• YOUR GOAL: Tally the lines in the rows below that contain the string "long". Reply with that number alone.

• TASK DATA:
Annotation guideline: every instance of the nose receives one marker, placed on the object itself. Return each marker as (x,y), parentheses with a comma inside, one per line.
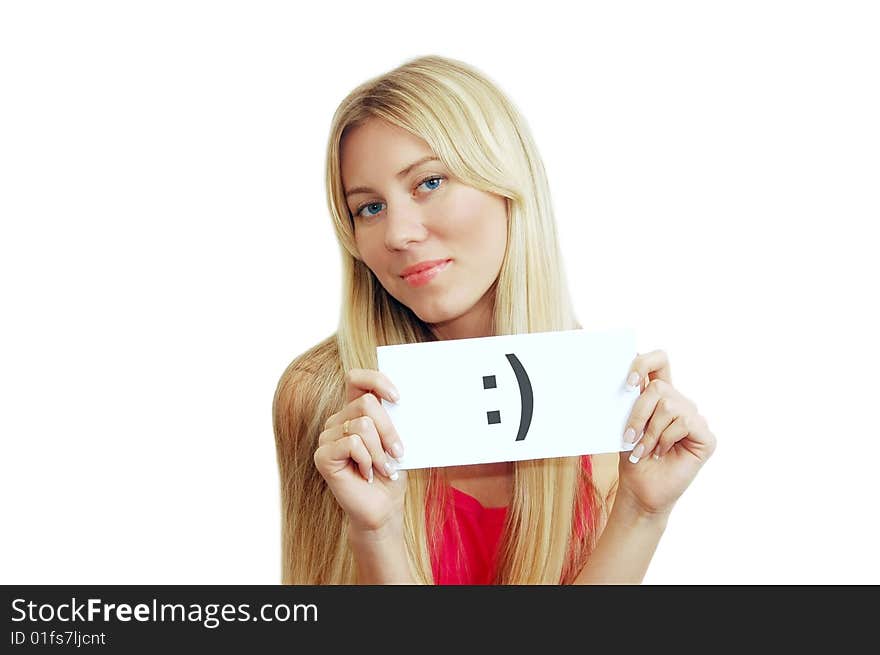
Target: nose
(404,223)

* * *

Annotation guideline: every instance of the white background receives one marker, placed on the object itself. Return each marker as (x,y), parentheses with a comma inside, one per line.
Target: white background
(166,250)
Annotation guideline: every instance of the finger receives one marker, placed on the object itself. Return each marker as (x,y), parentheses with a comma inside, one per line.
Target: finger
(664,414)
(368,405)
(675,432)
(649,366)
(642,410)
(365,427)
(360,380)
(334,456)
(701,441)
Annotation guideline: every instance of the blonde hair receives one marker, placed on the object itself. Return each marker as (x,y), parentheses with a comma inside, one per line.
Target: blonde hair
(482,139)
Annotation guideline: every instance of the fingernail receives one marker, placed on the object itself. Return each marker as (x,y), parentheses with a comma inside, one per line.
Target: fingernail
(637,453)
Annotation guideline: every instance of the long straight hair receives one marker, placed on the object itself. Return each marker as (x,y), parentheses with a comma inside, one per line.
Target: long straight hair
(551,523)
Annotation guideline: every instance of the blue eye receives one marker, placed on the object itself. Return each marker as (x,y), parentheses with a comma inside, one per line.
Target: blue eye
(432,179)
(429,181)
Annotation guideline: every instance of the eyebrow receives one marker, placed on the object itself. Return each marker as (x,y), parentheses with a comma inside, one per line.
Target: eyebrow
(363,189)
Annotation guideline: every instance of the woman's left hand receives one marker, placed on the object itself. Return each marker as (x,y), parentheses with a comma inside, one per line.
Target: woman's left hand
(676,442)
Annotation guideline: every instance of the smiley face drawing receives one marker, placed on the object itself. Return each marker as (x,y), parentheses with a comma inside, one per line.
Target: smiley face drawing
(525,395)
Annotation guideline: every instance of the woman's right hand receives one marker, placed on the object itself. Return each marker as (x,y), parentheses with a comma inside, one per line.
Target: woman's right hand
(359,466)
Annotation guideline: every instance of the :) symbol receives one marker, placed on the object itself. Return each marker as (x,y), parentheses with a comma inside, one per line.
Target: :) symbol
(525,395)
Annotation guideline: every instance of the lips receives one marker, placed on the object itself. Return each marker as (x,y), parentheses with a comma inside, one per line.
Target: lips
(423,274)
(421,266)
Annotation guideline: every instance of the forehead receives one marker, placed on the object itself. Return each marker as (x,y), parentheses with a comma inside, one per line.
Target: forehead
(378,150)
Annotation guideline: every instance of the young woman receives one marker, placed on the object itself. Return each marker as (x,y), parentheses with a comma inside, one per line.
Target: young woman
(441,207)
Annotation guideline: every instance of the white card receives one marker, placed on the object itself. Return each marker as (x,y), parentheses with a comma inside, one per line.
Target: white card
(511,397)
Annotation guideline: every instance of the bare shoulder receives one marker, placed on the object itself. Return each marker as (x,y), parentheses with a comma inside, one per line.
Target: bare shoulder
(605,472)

• FULL RESPONSE: 2